Region pointing data:
• • • • • • •
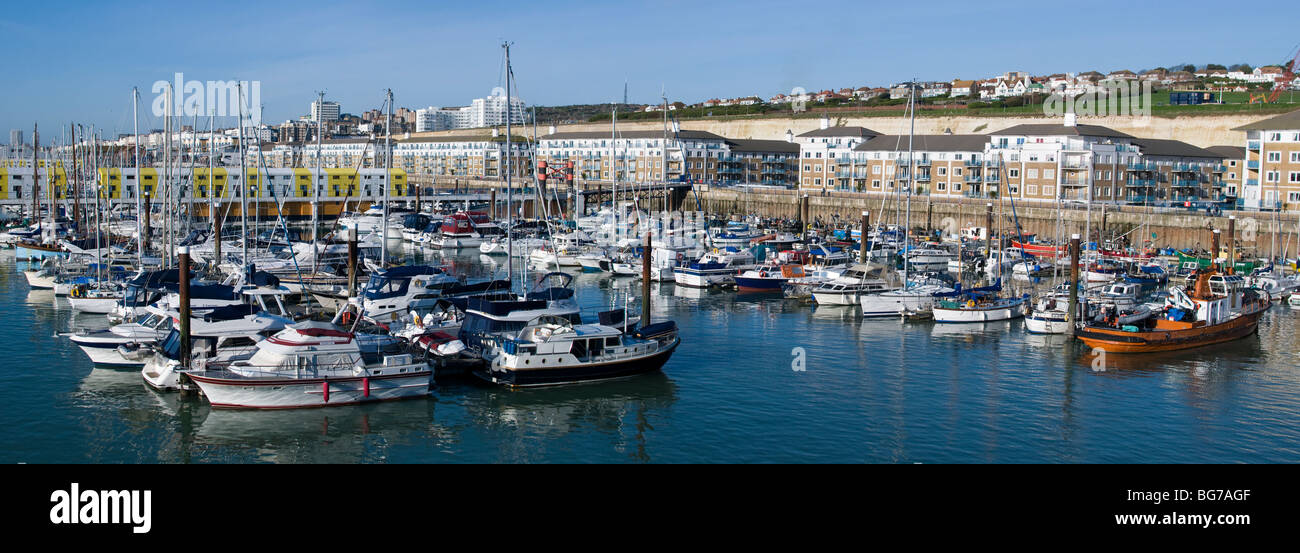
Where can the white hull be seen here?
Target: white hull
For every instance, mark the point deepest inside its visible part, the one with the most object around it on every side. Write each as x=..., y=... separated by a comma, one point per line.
x=39, y=281
x=1045, y=324
x=94, y=305
x=697, y=279
x=837, y=298
x=254, y=393
x=454, y=242
x=978, y=314
x=892, y=305
x=108, y=355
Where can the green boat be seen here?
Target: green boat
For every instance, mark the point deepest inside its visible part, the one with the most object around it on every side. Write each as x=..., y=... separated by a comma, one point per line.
x=1239, y=267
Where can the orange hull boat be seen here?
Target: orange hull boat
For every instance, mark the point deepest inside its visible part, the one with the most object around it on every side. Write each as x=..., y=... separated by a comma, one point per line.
x=1171, y=335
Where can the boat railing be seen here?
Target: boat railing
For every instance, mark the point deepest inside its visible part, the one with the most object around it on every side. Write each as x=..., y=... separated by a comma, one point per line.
x=225, y=370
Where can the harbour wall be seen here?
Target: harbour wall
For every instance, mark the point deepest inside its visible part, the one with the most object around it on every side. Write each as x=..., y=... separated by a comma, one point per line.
x=1171, y=228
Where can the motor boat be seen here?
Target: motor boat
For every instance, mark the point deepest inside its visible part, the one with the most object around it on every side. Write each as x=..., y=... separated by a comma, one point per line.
x=312, y=364
x=551, y=350
x=849, y=286
x=714, y=268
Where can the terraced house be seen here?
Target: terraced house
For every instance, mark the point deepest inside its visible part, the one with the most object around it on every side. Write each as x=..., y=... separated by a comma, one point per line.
x=826, y=155
x=944, y=164
x=1272, y=163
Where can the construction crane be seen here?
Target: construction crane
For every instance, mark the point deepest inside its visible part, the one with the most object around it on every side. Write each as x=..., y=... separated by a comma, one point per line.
x=1281, y=83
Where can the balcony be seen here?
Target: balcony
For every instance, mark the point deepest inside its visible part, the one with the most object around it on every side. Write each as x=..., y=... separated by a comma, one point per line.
x=1142, y=199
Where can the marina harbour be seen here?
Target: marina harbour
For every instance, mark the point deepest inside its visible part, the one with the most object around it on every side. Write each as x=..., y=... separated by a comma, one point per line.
x=869, y=391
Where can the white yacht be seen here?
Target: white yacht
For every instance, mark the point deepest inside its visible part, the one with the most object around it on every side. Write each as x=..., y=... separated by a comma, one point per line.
x=551, y=350
x=313, y=364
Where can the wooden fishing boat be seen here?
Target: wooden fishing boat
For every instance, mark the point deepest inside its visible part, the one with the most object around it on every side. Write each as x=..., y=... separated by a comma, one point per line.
x=1040, y=250
x=1218, y=309
x=1239, y=267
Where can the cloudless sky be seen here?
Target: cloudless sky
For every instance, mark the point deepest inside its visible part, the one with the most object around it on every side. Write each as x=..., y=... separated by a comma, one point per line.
x=77, y=61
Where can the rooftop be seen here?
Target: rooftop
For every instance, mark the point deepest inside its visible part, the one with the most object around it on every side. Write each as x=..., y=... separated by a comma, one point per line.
x=1174, y=148
x=926, y=143
x=1061, y=130
x=841, y=132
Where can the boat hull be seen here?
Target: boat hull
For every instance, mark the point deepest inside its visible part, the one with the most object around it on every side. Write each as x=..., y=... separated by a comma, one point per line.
x=1116, y=341
x=889, y=306
x=297, y=393
x=979, y=314
x=575, y=375
x=1047, y=324
x=752, y=284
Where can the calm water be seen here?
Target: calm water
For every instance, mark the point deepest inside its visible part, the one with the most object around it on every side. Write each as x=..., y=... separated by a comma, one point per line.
x=874, y=391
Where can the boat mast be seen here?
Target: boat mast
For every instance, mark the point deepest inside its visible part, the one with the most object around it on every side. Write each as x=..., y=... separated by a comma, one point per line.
x=139, y=201
x=316, y=178
x=911, y=172
x=243, y=184
x=388, y=180
x=510, y=189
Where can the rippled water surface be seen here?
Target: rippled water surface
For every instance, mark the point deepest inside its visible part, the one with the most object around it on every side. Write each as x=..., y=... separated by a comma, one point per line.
x=875, y=391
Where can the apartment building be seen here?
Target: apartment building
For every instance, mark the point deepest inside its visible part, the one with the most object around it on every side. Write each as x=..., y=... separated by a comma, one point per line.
x=1074, y=163
x=944, y=164
x=636, y=155
x=772, y=163
x=1234, y=168
x=1174, y=172
x=1272, y=163
x=824, y=151
x=420, y=158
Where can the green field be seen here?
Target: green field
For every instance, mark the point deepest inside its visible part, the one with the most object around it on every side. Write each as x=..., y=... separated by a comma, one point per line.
x=1233, y=103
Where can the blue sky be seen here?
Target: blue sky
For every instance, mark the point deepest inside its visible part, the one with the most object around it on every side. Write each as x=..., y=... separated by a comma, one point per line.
x=77, y=61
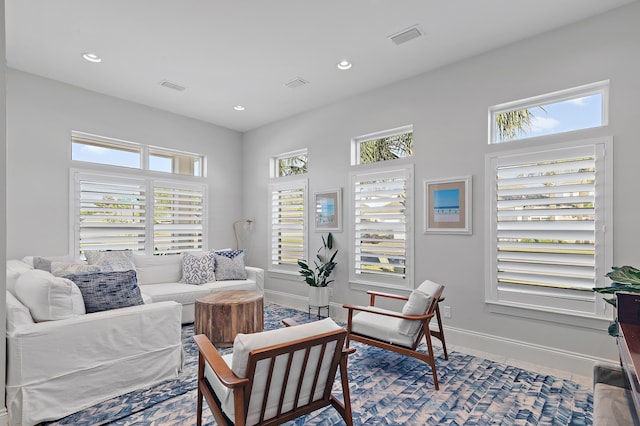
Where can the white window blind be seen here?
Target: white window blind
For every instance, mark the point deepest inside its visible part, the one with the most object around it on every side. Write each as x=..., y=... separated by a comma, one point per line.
x=111, y=213
x=382, y=226
x=288, y=224
x=549, y=221
x=118, y=212
x=177, y=218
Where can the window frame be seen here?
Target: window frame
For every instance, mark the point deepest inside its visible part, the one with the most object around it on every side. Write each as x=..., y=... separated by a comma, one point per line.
x=144, y=151
x=601, y=87
x=283, y=184
x=356, y=281
x=148, y=183
x=530, y=299
x=359, y=140
x=274, y=170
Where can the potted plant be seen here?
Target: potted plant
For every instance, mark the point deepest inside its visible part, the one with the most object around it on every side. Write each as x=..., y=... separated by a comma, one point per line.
x=318, y=277
x=623, y=278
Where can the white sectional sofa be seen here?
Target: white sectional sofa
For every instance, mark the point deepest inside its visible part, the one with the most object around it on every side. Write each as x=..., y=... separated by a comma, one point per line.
x=159, y=279
x=58, y=367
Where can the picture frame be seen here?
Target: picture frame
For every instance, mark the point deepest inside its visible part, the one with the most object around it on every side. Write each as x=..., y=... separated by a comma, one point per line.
x=448, y=206
x=328, y=210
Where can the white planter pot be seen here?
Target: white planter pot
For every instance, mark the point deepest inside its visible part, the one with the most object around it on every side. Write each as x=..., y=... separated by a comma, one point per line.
x=318, y=296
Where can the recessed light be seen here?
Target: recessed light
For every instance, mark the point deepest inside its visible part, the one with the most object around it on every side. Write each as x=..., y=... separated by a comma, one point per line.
x=92, y=57
x=344, y=65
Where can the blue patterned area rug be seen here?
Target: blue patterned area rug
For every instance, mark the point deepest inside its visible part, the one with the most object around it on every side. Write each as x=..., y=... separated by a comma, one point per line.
x=386, y=389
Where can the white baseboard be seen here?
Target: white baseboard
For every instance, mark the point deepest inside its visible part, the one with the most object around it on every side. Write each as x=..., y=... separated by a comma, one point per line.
x=503, y=349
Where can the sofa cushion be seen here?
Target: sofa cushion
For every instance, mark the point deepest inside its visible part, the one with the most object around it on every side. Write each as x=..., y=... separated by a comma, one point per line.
x=44, y=263
x=60, y=269
x=103, y=291
x=109, y=261
x=18, y=315
x=178, y=292
x=15, y=268
x=198, y=268
x=49, y=298
x=158, y=269
x=230, y=265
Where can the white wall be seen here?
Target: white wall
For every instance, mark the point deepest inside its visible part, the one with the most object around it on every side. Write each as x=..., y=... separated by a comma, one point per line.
x=448, y=108
x=41, y=115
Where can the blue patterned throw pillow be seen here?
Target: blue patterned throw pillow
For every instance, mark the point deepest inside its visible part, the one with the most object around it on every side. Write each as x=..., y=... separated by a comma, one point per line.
x=230, y=265
x=198, y=268
x=103, y=291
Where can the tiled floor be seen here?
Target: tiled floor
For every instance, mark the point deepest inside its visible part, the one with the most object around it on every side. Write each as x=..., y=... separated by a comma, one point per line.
x=586, y=381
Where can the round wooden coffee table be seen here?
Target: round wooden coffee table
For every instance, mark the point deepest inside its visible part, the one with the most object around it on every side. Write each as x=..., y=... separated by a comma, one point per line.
x=223, y=314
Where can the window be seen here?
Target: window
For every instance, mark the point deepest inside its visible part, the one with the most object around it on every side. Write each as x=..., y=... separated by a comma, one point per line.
x=177, y=217
x=101, y=150
x=117, y=212
x=382, y=146
x=573, y=109
x=288, y=202
x=289, y=164
x=382, y=227
x=550, y=220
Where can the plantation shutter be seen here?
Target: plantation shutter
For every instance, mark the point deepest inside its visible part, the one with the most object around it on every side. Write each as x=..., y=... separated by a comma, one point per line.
x=178, y=218
x=111, y=213
x=381, y=225
x=288, y=218
x=546, y=225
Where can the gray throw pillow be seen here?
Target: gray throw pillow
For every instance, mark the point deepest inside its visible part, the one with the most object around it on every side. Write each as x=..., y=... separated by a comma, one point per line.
x=103, y=291
x=115, y=260
x=230, y=265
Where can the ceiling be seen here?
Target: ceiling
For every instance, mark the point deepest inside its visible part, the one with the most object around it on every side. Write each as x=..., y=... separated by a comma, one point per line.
x=242, y=52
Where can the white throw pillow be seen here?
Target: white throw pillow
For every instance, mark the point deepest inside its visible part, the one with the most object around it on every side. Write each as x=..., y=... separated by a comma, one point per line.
x=111, y=261
x=418, y=303
x=15, y=268
x=60, y=269
x=49, y=298
x=158, y=269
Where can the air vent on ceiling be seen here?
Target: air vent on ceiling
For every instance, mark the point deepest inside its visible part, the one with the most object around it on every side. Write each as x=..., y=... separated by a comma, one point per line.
x=296, y=82
x=170, y=85
x=406, y=35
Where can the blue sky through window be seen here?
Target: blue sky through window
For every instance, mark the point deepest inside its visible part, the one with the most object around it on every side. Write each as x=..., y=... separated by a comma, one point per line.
x=102, y=155
x=557, y=117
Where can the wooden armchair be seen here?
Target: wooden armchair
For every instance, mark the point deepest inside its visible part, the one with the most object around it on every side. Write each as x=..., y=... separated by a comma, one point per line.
x=274, y=376
x=400, y=332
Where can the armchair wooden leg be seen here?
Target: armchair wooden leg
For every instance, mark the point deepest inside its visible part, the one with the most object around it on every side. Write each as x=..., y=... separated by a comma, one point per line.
x=200, y=396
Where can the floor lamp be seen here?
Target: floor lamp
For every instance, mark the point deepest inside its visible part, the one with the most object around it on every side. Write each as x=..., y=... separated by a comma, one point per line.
x=247, y=224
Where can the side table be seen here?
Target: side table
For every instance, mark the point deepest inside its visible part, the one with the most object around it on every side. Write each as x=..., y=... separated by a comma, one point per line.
x=223, y=314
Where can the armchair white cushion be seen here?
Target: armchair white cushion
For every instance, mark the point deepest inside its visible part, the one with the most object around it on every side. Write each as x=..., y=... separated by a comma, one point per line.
x=399, y=332
x=237, y=361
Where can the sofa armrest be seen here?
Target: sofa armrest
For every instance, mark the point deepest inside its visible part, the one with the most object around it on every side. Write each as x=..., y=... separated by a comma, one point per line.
x=57, y=348
x=257, y=275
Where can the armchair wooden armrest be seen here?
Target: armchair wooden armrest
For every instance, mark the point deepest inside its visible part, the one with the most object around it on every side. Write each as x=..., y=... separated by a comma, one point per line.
x=219, y=367
x=289, y=322
x=352, y=308
x=373, y=295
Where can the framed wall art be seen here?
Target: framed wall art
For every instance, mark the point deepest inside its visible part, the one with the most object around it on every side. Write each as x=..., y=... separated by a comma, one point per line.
x=447, y=206
x=328, y=210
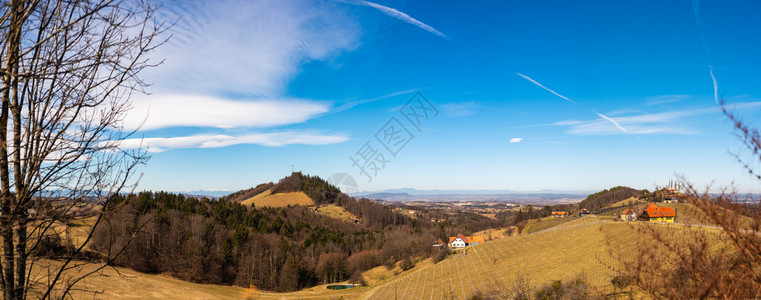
• • • • • • •
* _Exercise requirements_
The required result is an exact copy of the lines from the line containing "Where can the sofa armrest be seen here?" through the end of the entries, with every picture left out.

* _Response area_
Where can the sofa armrest be seen here?
Target: sofa armrest
For every instance, mark the point deepest inside its visible part, the one with the most object around it on every side. Write each as x=..., y=... separated by a comma, one point per line.
x=57, y=348
x=257, y=275
Where can the armchair wooden armrest be seen here?
Target: armchair wooden armrest
For every instance, mark the point deepest inside its visible part, the one with the most object around it on every side. Write each as x=..., y=... separated by a comma, one point per line.
x=219, y=367
x=289, y=322
x=352, y=308
x=373, y=295
Where can the framed wall art be seen here?
Target: framed wall art
For every instance, mark the point deepest inside its visible part, the one with the most object around it on every side. Write each as x=..., y=... separated by a comma, one point per line.
x=447, y=206
x=328, y=210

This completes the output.